Records for this exercise
::::::

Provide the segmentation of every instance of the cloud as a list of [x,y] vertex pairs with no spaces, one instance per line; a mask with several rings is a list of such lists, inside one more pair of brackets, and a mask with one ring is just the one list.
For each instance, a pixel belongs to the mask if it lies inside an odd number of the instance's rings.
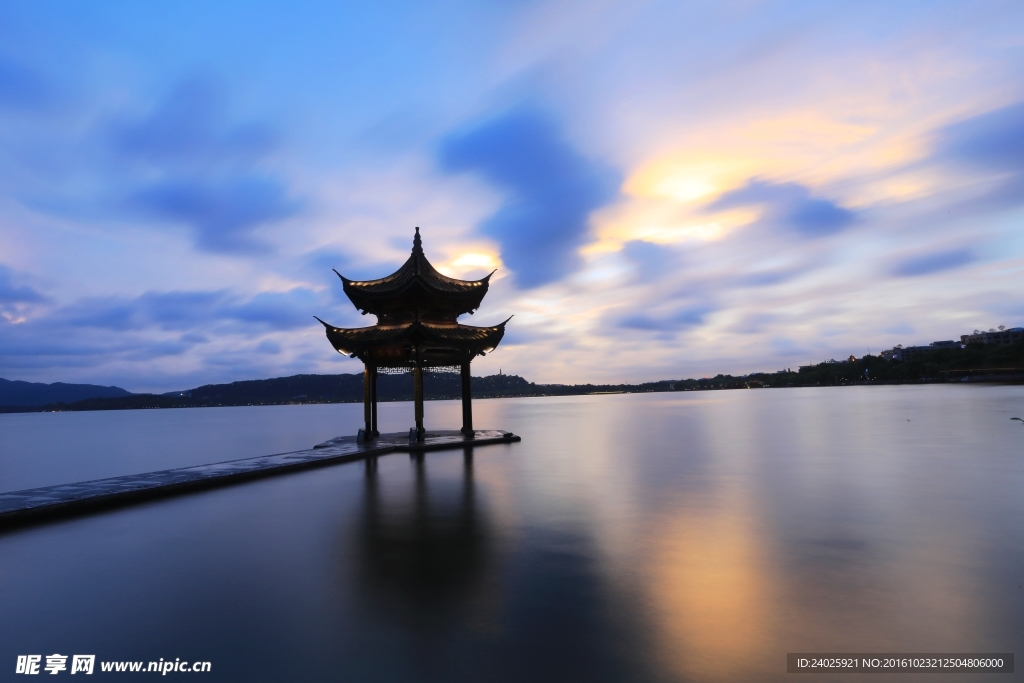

::::::

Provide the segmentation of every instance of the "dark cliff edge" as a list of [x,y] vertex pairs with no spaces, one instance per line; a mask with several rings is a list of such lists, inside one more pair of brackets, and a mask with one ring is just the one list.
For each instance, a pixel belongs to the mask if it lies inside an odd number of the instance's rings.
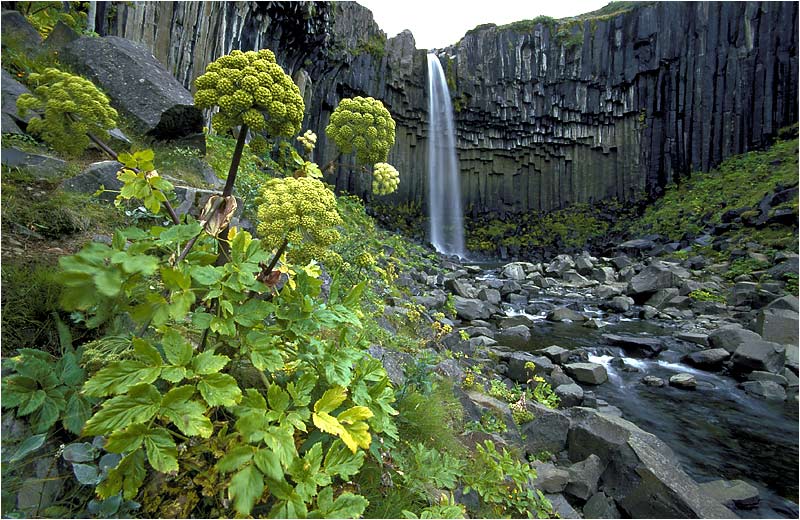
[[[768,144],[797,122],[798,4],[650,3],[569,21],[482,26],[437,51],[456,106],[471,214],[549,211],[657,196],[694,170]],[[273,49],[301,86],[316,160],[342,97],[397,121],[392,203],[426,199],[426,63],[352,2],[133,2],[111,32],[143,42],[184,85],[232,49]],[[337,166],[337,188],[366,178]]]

::::::

Exercise
Out of the data above, return each line where the word "vertex" can be found.

Exercise answer
Provide the segmentation of every instance of the cloud as a list of [x,y] vertex pairs with no spaces, one instance per line; a mask with several rings is a list of such lists, inside one more pair of brackets, and a mask with one ring is just the one list.
Provide the segmentation of every instance of the "dark cliff edge" as a list of [x,y] vertex pairs with no spaces, one instance per line; a mask with several rings is a list of such lists, inside one more pair of brackets, and a mask with one ring is just the one list.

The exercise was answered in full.